= Activity =
Swap "rough mask" for "coarse mask" and write out the lines again, changing nothing else. Begin at the first line of the entries and stop after the line that contains "positive clicks: (362, 595) (368, 597)".

-------- Data for the task

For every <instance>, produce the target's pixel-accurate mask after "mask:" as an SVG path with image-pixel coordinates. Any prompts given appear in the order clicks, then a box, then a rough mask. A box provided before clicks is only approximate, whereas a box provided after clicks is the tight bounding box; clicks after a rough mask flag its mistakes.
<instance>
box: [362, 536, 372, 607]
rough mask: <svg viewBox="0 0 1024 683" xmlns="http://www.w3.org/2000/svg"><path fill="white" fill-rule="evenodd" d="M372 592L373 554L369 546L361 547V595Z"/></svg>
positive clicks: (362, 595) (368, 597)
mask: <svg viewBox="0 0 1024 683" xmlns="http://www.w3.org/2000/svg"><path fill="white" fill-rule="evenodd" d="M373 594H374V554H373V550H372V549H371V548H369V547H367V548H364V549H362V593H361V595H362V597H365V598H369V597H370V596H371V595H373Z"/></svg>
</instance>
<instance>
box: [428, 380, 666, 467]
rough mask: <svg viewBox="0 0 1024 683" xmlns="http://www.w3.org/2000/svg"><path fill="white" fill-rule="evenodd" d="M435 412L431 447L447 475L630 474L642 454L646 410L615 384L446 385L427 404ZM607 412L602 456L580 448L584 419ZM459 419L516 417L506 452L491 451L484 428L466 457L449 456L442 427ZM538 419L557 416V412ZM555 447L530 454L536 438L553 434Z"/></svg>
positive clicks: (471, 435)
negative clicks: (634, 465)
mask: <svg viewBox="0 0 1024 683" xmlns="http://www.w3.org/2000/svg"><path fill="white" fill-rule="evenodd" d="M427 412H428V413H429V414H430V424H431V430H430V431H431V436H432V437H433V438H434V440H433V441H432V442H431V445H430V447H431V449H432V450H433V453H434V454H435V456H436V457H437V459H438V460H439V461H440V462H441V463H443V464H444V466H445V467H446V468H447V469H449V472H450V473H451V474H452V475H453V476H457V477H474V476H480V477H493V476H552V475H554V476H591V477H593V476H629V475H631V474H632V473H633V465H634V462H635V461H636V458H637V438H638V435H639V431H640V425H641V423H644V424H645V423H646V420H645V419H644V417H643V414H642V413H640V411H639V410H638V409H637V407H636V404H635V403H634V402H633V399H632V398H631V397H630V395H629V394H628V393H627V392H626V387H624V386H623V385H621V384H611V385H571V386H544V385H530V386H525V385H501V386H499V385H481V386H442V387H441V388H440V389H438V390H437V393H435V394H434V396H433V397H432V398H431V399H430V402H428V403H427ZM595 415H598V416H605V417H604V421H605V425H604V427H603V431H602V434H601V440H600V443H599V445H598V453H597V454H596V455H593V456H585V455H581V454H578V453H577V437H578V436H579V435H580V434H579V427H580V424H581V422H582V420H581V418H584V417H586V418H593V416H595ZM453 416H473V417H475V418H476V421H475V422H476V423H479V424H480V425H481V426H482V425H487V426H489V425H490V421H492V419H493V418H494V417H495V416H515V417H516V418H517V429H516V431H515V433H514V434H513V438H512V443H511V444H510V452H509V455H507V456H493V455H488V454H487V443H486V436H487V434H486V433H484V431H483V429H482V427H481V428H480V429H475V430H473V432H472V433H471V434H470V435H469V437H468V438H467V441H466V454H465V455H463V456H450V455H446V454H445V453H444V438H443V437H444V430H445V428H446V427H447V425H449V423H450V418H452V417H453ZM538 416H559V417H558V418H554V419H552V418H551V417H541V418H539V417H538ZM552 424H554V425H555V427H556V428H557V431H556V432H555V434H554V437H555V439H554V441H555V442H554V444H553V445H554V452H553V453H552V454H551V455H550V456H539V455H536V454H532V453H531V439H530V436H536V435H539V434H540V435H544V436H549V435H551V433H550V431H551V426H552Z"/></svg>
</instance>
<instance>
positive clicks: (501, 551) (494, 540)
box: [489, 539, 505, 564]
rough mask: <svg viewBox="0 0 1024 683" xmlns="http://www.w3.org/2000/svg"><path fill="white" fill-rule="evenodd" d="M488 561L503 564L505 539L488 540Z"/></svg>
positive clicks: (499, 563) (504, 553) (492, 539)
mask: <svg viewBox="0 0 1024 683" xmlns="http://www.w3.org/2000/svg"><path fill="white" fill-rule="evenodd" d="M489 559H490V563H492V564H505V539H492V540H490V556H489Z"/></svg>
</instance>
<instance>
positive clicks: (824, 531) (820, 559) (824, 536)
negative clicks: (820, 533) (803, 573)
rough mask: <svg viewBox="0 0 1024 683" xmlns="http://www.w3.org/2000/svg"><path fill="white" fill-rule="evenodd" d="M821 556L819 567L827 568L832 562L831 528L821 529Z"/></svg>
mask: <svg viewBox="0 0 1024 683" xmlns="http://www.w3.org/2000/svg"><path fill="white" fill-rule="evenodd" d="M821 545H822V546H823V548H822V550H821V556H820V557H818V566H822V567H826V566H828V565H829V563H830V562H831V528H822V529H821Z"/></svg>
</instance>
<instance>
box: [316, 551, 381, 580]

----------------

= Result =
For every <instance>, produce the target's pixel-accurate mask after "mask:" as an SVG path with image-pixel coordinates. Any prompts given appear in the order clicks, then a box, then a coarse mask. A box provided before clicks is only approximate, whereas a box provided after clicks is the tight bounding box; clicks after a coarse mask flag its mistakes.
<instance>
box: [362, 536, 372, 607]
coarse mask: <svg viewBox="0 0 1024 683" xmlns="http://www.w3.org/2000/svg"><path fill="white" fill-rule="evenodd" d="M372 592L373 554L369 546L361 547V595Z"/></svg>
positive clicks: (362, 595) (368, 597)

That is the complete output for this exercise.